Lo scavo stratigrafico e l’etnobotanica, insieme a testimonianze preziose come quella di Plinio nelle Naturalis Historia e agli affreschi che decoravano le case romane dell’area vesuviana, hanno consentito di ricostruire la fisionomia dei giardini pompeiani con informazioni dettagliate sulle specie botaniche e sui loro molteplici usi: dalla decorazione del giardino all’ornamento delle corone, all’uso in medicina e in cucina.
I fiori a disposizione, che non erano molti, si coltivavano in gruppi isolati o insieme alle rose. La presenza nell’area vesuviana di specie esotiche (il fiore di loto, la palma da datteri, il platano, il limone, il cedro) testimonia l’esistenza di scambi con regioni lontane. Per decorare gli spazi verdi, i giardinieri dell’epoca utilizzavano molto arbusti e alberi, soprattutto sempreverdi, che davano ombra (mites), un giusto sfondo all’architettura e un buon profumo. Ampia diffusione avevano nei giardini gli alberi da frutto, e oltre il giardino poteva esserci un frutteto: l’albicocco, il pesco, il ciliegio, il melograno, il melo, il pero, il susino, il fico erano frequenti e utilizzati in tutte le loro parti. Gli affreschi raffiguranti la vite sono così precisi da rendere riconoscibili le varietà; l’abbondanza di torchi, anfore e celle vinarie rinvenute a Pompei testimonia un’abbondante produzione di vino e fonti letterarie raccontano di un vino vesuviano pregiato. Nell’area cresceva anche l’olivo: l’olio era anche la base di profumi e unguenti, il legno era usato nei mobili intarsiati, i residui del frantoio alimentavano le lucerne, la morchia allontanava gli insetti dai granai.

> _CONSEGNA_
Secondo il brano sui giardini pompeiani, quali specie esotiche erano presenti nell'area vesuviana? Scrivile tutte.

> _DATI ESTRATTI_
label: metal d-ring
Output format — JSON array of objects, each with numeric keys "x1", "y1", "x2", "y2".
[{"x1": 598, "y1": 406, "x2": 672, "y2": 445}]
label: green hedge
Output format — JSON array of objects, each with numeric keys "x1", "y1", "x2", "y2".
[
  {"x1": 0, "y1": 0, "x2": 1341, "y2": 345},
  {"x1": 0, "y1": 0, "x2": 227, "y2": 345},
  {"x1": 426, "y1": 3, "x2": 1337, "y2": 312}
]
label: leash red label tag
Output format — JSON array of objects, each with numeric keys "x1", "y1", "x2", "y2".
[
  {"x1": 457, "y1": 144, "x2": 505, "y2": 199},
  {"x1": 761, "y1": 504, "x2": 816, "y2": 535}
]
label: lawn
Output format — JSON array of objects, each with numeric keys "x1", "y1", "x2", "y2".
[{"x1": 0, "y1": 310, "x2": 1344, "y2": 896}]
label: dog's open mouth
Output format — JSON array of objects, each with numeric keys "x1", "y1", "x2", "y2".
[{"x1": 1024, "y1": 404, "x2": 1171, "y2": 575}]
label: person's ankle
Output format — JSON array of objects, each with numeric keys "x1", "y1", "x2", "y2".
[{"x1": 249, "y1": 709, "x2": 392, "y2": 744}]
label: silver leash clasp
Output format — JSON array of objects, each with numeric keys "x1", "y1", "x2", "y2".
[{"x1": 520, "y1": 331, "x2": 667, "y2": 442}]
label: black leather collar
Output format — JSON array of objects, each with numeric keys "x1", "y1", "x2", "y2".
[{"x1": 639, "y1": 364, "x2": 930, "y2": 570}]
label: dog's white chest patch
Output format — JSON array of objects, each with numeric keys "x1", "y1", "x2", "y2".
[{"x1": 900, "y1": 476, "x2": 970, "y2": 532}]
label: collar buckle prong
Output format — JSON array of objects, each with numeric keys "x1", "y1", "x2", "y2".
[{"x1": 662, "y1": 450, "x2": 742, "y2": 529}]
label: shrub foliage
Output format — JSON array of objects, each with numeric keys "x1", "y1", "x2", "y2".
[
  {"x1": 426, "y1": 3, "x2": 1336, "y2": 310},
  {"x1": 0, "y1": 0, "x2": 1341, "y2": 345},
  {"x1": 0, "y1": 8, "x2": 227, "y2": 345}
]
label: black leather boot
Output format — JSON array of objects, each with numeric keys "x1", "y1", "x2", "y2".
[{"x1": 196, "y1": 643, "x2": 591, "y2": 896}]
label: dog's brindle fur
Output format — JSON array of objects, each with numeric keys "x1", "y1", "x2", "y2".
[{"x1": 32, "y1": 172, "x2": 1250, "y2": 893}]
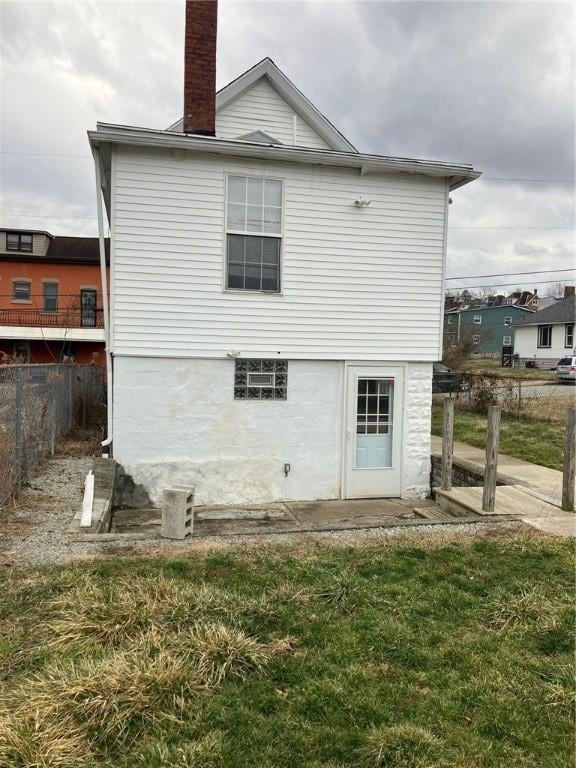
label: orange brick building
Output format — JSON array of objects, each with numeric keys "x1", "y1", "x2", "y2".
[{"x1": 0, "y1": 229, "x2": 109, "y2": 365}]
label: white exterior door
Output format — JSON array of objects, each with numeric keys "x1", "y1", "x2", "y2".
[{"x1": 344, "y1": 365, "x2": 404, "y2": 499}]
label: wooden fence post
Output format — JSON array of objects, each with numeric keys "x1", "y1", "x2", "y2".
[
  {"x1": 482, "y1": 405, "x2": 500, "y2": 512},
  {"x1": 442, "y1": 395, "x2": 454, "y2": 491},
  {"x1": 562, "y1": 408, "x2": 576, "y2": 512}
]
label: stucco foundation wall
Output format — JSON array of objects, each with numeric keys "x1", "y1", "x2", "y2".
[
  {"x1": 114, "y1": 357, "x2": 344, "y2": 504},
  {"x1": 114, "y1": 357, "x2": 432, "y2": 505},
  {"x1": 402, "y1": 363, "x2": 432, "y2": 499}
]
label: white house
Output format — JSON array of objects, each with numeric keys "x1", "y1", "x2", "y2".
[
  {"x1": 89, "y1": 2, "x2": 480, "y2": 504},
  {"x1": 514, "y1": 288, "x2": 576, "y2": 366}
]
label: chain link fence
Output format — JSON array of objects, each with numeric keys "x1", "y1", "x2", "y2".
[
  {"x1": 0, "y1": 364, "x2": 105, "y2": 504},
  {"x1": 446, "y1": 374, "x2": 576, "y2": 423}
]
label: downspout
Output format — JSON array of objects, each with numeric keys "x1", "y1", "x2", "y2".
[{"x1": 92, "y1": 146, "x2": 114, "y2": 455}]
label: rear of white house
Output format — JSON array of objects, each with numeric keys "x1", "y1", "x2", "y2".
[{"x1": 90, "y1": 31, "x2": 479, "y2": 504}]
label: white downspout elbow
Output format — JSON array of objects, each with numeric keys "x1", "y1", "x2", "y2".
[{"x1": 92, "y1": 146, "x2": 114, "y2": 454}]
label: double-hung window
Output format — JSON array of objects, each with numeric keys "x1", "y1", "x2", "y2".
[
  {"x1": 564, "y1": 323, "x2": 574, "y2": 349},
  {"x1": 538, "y1": 325, "x2": 552, "y2": 349},
  {"x1": 226, "y1": 176, "x2": 282, "y2": 293},
  {"x1": 43, "y1": 281, "x2": 58, "y2": 312}
]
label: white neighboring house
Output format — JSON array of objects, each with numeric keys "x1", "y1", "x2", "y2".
[
  {"x1": 514, "y1": 289, "x2": 576, "y2": 367},
  {"x1": 89, "y1": 7, "x2": 480, "y2": 504}
]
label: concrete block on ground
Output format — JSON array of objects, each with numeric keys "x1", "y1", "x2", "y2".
[{"x1": 160, "y1": 486, "x2": 194, "y2": 539}]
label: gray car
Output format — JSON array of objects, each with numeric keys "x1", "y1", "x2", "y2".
[{"x1": 556, "y1": 355, "x2": 576, "y2": 383}]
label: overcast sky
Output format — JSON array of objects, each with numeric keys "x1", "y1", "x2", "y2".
[{"x1": 0, "y1": 0, "x2": 575, "y2": 293}]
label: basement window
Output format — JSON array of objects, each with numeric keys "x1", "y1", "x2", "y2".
[{"x1": 234, "y1": 360, "x2": 288, "y2": 400}]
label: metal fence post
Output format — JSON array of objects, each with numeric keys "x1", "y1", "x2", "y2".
[
  {"x1": 562, "y1": 408, "x2": 576, "y2": 512},
  {"x1": 482, "y1": 405, "x2": 500, "y2": 512},
  {"x1": 14, "y1": 365, "x2": 22, "y2": 489},
  {"x1": 66, "y1": 364, "x2": 74, "y2": 429}
]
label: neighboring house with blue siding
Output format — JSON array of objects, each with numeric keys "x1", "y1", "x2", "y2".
[{"x1": 444, "y1": 304, "x2": 534, "y2": 357}]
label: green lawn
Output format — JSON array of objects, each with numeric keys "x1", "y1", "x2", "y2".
[
  {"x1": 0, "y1": 534, "x2": 575, "y2": 768},
  {"x1": 432, "y1": 406, "x2": 565, "y2": 470}
]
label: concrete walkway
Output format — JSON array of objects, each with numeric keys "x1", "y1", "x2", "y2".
[{"x1": 432, "y1": 436, "x2": 576, "y2": 536}]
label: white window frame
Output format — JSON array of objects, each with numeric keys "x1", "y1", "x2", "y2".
[
  {"x1": 42, "y1": 278, "x2": 60, "y2": 315},
  {"x1": 537, "y1": 324, "x2": 552, "y2": 349},
  {"x1": 223, "y1": 171, "x2": 286, "y2": 296},
  {"x1": 564, "y1": 323, "x2": 574, "y2": 349}
]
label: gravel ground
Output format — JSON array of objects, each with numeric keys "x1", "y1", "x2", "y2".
[{"x1": 0, "y1": 456, "x2": 540, "y2": 566}]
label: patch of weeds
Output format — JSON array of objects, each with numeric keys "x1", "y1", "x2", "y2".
[
  {"x1": 360, "y1": 723, "x2": 441, "y2": 768},
  {"x1": 489, "y1": 587, "x2": 559, "y2": 631},
  {"x1": 11, "y1": 651, "x2": 201, "y2": 744},
  {"x1": 0, "y1": 707, "x2": 94, "y2": 768},
  {"x1": 136, "y1": 731, "x2": 223, "y2": 768},
  {"x1": 185, "y1": 624, "x2": 277, "y2": 686},
  {"x1": 314, "y1": 575, "x2": 361, "y2": 616}
]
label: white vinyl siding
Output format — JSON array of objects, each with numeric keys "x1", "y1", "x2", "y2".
[
  {"x1": 216, "y1": 80, "x2": 330, "y2": 149},
  {"x1": 112, "y1": 148, "x2": 446, "y2": 362}
]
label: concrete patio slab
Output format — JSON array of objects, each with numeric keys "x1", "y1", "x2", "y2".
[{"x1": 111, "y1": 499, "x2": 446, "y2": 538}]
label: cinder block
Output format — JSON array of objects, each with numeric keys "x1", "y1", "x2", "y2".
[{"x1": 160, "y1": 486, "x2": 194, "y2": 539}]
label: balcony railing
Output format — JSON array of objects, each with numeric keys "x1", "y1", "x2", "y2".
[{"x1": 0, "y1": 295, "x2": 104, "y2": 328}]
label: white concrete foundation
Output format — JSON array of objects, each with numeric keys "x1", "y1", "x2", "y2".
[{"x1": 114, "y1": 357, "x2": 432, "y2": 505}]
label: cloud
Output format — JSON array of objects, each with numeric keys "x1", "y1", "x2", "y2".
[{"x1": 0, "y1": 0, "x2": 575, "y2": 294}]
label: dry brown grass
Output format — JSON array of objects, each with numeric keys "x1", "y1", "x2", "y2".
[
  {"x1": 489, "y1": 588, "x2": 567, "y2": 630},
  {"x1": 186, "y1": 624, "x2": 275, "y2": 686},
  {"x1": 48, "y1": 576, "x2": 243, "y2": 647},
  {"x1": 0, "y1": 708, "x2": 94, "y2": 768},
  {"x1": 362, "y1": 723, "x2": 440, "y2": 768},
  {"x1": 11, "y1": 651, "x2": 201, "y2": 743}
]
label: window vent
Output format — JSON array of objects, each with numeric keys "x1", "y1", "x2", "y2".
[{"x1": 234, "y1": 360, "x2": 288, "y2": 400}]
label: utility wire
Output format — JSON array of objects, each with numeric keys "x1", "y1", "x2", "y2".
[
  {"x1": 446, "y1": 267, "x2": 576, "y2": 280},
  {"x1": 450, "y1": 280, "x2": 572, "y2": 291}
]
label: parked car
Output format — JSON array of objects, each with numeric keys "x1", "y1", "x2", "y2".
[
  {"x1": 432, "y1": 363, "x2": 470, "y2": 394},
  {"x1": 556, "y1": 355, "x2": 576, "y2": 383}
]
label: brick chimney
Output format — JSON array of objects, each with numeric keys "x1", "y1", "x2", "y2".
[{"x1": 184, "y1": 0, "x2": 218, "y2": 136}]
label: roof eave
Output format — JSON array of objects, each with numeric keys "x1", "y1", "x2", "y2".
[{"x1": 88, "y1": 123, "x2": 481, "y2": 189}]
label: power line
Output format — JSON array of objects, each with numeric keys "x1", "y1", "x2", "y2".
[
  {"x1": 446, "y1": 267, "x2": 576, "y2": 280},
  {"x1": 3, "y1": 211, "x2": 97, "y2": 221},
  {"x1": 450, "y1": 280, "x2": 572, "y2": 291},
  {"x1": 449, "y1": 226, "x2": 576, "y2": 232}
]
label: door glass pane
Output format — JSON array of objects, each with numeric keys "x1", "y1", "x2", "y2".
[{"x1": 355, "y1": 378, "x2": 394, "y2": 469}]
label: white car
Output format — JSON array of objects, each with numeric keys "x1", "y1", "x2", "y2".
[{"x1": 556, "y1": 355, "x2": 576, "y2": 383}]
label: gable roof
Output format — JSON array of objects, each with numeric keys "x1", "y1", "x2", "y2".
[
  {"x1": 0, "y1": 236, "x2": 110, "y2": 265},
  {"x1": 238, "y1": 131, "x2": 282, "y2": 144},
  {"x1": 514, "y1": 296, "x2": 576, "y2": 325},
  {"x1": 167, "y1": 57, "x2": 358, "y2": 152}
]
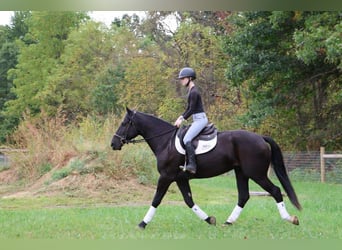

> _SOLUZIONE_
Il fiore di loto, la palma da datteri, il platano, il limone, il cedro.